Add support for HMR

[xiki-tempula]

This is something that could be done later on. It is quite often (in our lab) to do hydrogen mass repartition, where you move the mass of the carbon or oxygen to nearby hydrogens, such that one could use a timestep of 4 fs. I think this could be a function that one could use later on.

[selimsami]

Interesting, do you have some literature on this? Does this work better than simply using LINCS to constrain the hydrogens? (based on the timestep, it seems so...)

[xiki-tempula]

So using LINCS to constrain the hydrogens would only permit a time step of 2 fs but HMR would permit a time step of 4 fs so it is quite a significant acceleration.

The original paper is purposed by Adrian E. Roitberg https://pubs.acs.org/doi/10.1021/ct5010406

This kind of thing is commonly used in free energy calculations (based on the 400 citations that this paper has).

[selimsami]

Interesting. Would need to scale the mass-weighted Hessian for this, but other than that, it should be relatively simple? Or am I missing something?

[xiki-tempula]

@selimsami You do have a point that the mass-weight Hessian would be different. I think the "common" strategy is that they just scale the mass and leave the bond, angle and dihedral unchanged, so the potential energy is the same. Because the goal of this method is to slow down the oscillation of the C-H bond so that one could use a larger time step, if we keep the real Hessian, the oscillation won't get slowed down.

My suggestion is that the current Hessian routine should be the same and only apply the mass-scaling when eventually writing the topology. So the mass-weighted Hessian is fitted to reproduce the Hessian with the real mass not the scaled mass.

Like when one does

[ff]
HMR = False

Everything is the same.

When

[ff]
HMR = 4.032

mol_qforce_HMR.itp will be generated together with mol_qforce.itp. mol_qforce.itp is the current file and mol_qforce_HMR.itp is the same topology but only with mass rescaled. The HMR = 4.032 means the mass of the hydrogen will be scaled by 4 times.

The tricky thing is that the gromacs implementation scale the mass of the hydrogen by a factor of 4 but the amber implementation is to scale by a factor of 3. In practice, this makes no difference but would be good to allow the user to choose to scale it by a factor of 3 or a factor of 4.

• _Action item 1_
Set down, word for word, everything in the hydrogen mass repartitioning thread from "So using LINCS" down to "this paper has).".
• _Action item 2_
Write the next part of the hydrogen mass repartitioning thread, starting after its final sentence.

[Data records]

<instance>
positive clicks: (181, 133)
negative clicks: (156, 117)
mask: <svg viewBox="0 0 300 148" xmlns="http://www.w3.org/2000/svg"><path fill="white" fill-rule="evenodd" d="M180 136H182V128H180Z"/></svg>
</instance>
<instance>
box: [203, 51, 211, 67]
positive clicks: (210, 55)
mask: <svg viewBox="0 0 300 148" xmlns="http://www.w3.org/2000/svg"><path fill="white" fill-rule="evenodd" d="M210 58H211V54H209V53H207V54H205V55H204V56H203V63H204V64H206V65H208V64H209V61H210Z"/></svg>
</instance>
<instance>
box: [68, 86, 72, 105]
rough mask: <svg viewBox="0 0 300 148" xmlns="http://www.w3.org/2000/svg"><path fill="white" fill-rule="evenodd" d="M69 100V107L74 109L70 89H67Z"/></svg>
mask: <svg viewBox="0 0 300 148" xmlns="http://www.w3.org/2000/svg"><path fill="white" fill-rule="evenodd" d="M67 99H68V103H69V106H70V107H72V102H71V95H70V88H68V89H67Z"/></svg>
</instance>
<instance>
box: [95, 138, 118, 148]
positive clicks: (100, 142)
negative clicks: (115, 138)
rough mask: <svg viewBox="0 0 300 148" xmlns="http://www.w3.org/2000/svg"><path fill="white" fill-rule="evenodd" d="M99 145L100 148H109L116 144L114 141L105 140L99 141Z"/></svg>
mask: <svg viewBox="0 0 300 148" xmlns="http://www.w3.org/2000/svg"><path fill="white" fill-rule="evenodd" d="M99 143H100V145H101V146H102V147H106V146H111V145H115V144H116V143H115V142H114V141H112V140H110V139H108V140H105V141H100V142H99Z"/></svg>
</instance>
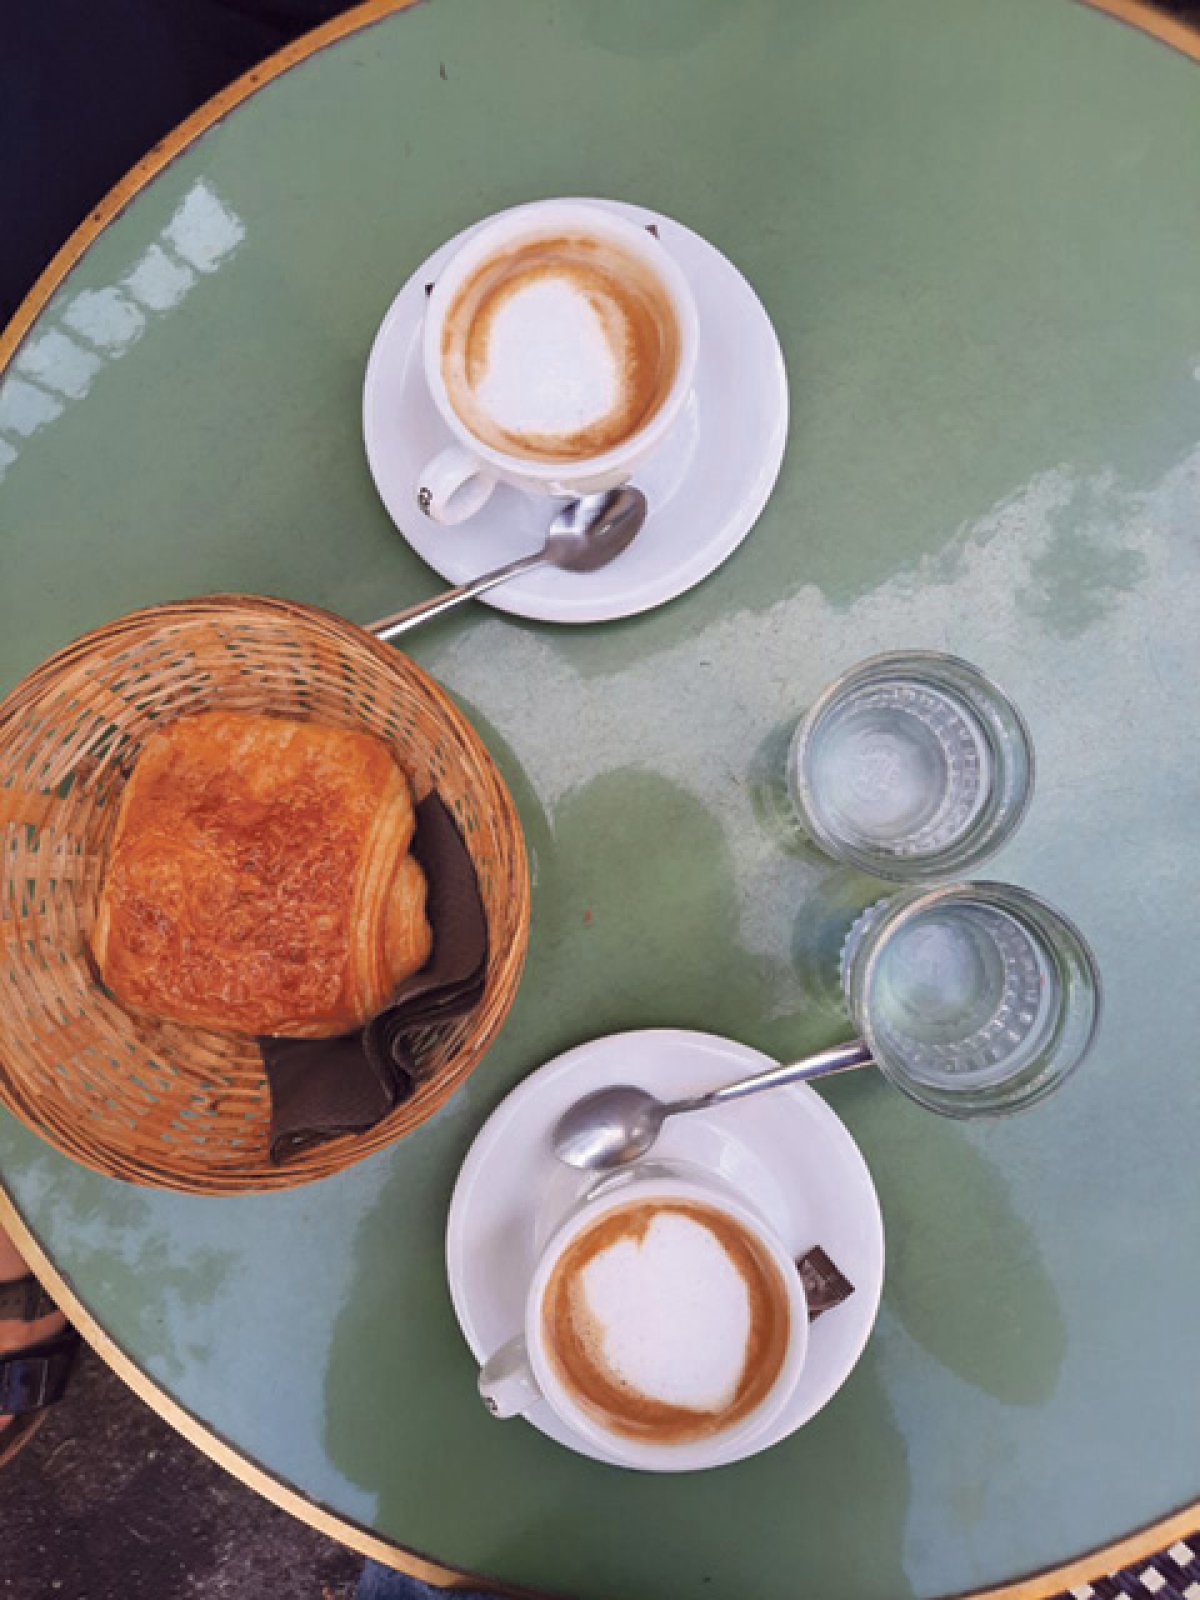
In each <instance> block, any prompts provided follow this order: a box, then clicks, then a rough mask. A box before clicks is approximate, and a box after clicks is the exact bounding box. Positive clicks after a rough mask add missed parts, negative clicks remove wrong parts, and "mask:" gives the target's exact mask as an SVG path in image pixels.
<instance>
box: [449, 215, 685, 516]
mask: <svg viewBox="0 0 1200 1600" xmlns="http://www.w3.org/2000/svg"><path fill="white" fill-rule="evenodd" d="M560 234H562V235H584V237H592V238H595V240H598V242H600V243H605V242H608V243H611V245H614V246H616V248H618V250H619V251H622V253H626V254H629V256H634V258H635V261H637V262H638V264H640V266H643V267H646V269H648V270H650V272H651V274H653V277H654V280H656V285H658V288H659V290H661V291H662V296H664V299H666V302H667V304H669V306H670V310H672V312H674V318H675V328H677V334H678V344H677V350H678V358H677V363H675V374H674V381H672V384H670V389H669V392H667V394H666V397H664V398H662V400H661V403H659V405H658V406H656V410H654V411H653V414H651V416H650V418H648V419H646V422H645V426H643V427H640V429H638V430H637V432H635V434H632V435H629V437H626V438H624V440H621V443H619V445H616V446H614V448H611V450H608V451H606V453H603V454H597V456H590V458H586V459H573V461H539V459H533V458H530V456H522V454H512V453H507V451H502V450H498V448H494V446H493V445H490V443H486V442H485V440H482V438H480V437H477V434H474V432H472V429H470V427H469V426H467V424H466V422H464V419H462V418H461V416H459V413H458V411H456V410H454V405H453V403H451V398H450V394H448V390H446V382H445V374H443V331H445V322H446V314H448V310H450V309H451V307H453V306H454V301H456V296H458V293H459V290H461V288H462V286H464V283H467V280H469V278H470V277H472V274H475V272H477V269H478V267H480V266H483V262H486V261H488V259H490V258H493V256H496V254H499V253H502V251H504V250H507V248H512V246H514V245H518V243H520V242H523V240H530V238H538V237H547V235H549V237H557V235H560ZM696 346H698V317H696V302H694V298H693V294H691V288H690V286H688V280H686V277H685V275H683V272H682V270H680V267H678V264H677V262H675V261H674V259H672V256H670V253H669V250H667V248H666V245H662V242H661V240H659V238H658V237H656V235H654V234H651V232H650V230H648V229H643V227H638V226H637V224H634V222H630V221H627V219H626V218H622V216H618V214H614V213H613V211H610V210H606V208H605V206H602V205H598V203H597V202H594V200H536V202H533V203H531V205H522V206H514V210H510V211H501V213H498V214H496V216H493V218H490V219H488V221H485V222H482V224H480V226H478V227H477V229H475V230H474V232H472V234H470V237H469V238H467V240H466V242H464V243H462V246H461V248H459V250H458V251H456V253H454V256H453V258H451V261H450V262H448V264H446V267H443V270H442V272H440V274H438V278H437V283H435V285H434V290H432V293H430V296H429V304H427V307H426V322H424V331H422V362H424V373H426V382H427V384H429V392H430V395H432V398H434V405H435V406H437V410H438V413H440V416H442V421H443V422H445V424H446V429H448V430H450V434H451V435H453V437H454V443H453V445H448V446H446V448H445V450H442V451H440V453H438V454H437V456H434V459H432V461H429V462H427V464H426V467H424V469H422V472H421V475H419V480H418V506H419V507H421V510H422V512H424V514H426V515H427V517H432V518H434V520H435V522H442V523H456V522H464V520H466V518H467V517H474V515H475V512H477V510H480V509H482V506H483V504H485V502H486V499H488V496H490V494H491V491H493V490H494V486H496V485H498V483H510V485H512V486H514V488H518V490H525V491H526V493H530V494H552V496H570V498H574V496H579V494H590V493H597V491H600V490H610V488H618V485H621V483H627V482H629V478H630V477H632V474H634V470H635V467H637V466H638V462H640V461H643V459H645V458H646V456H648V454H650V453H651V451H653V450H656V448H658V446H659V445H661V443H662V440H664V438H666V437H667V434H669V432H670V430H672V427H674V426H675V424H677V421H678V416H680V411H682V408H683V405H685V403H686V400H688V395H690V394H691V382H693V376H694V370H696Z"/></svg>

• _Response box 1_
So using LINCS to constrain the hydrogens would only permit a time step of 2 fs but HMR would permit a time step of 4 fs so it is quite a significant acceleration.

The original paper is purposed by Adrian E. Roitberg https://pubs.acs.org/doi/10.1021/ct5010406

This kind of thing is commonly used in free energy calculations (based on the 400 citations that this paper has).

• _Response box 2_
The number 4.032 is taken to mimic the interface of https://parmed.github.io/ParmEd/html/parmed.html#hmassrepartition and https://ambermd.org/tutorials/basic/tutorial12/index.php. We could do 3 or 4 if you felt it is more clear.

[selimsami]

Hmm if it is just about changing the mass numbers on the output FF file, I am less excited about this :-D

You are then generating a high accuracy FF with Q-Force that matches to QM vibrational frequencies, then proceed to make them all wrong.

Maybe I am still missing something though. I'll have a more detailed look later.

The tricky thing is that the gromacs implementation scale the mass of the hydrogen by a factor of 4 but the amber implementation is to scale by a factor of 3. In practice, this makes no difference but would be good to allow the user to choose to scale it by a factor of 3 or a factor of 4.

Letting the user decide the value is not an issue. This could be done easily with an optional input like you suggested.

[xiki-tempula]

@selimsami This is just a suggestion and I do agree that HMR will screw the kinetics up. I could do the mass rescaling easily with parmed so other users should be able to do this by themselves if they want.

[selimsami]

Well, if there is a community who is interested in HMR, then it might be worth to have it just as an optional input, no harm done and maybe more users for Q-Force :)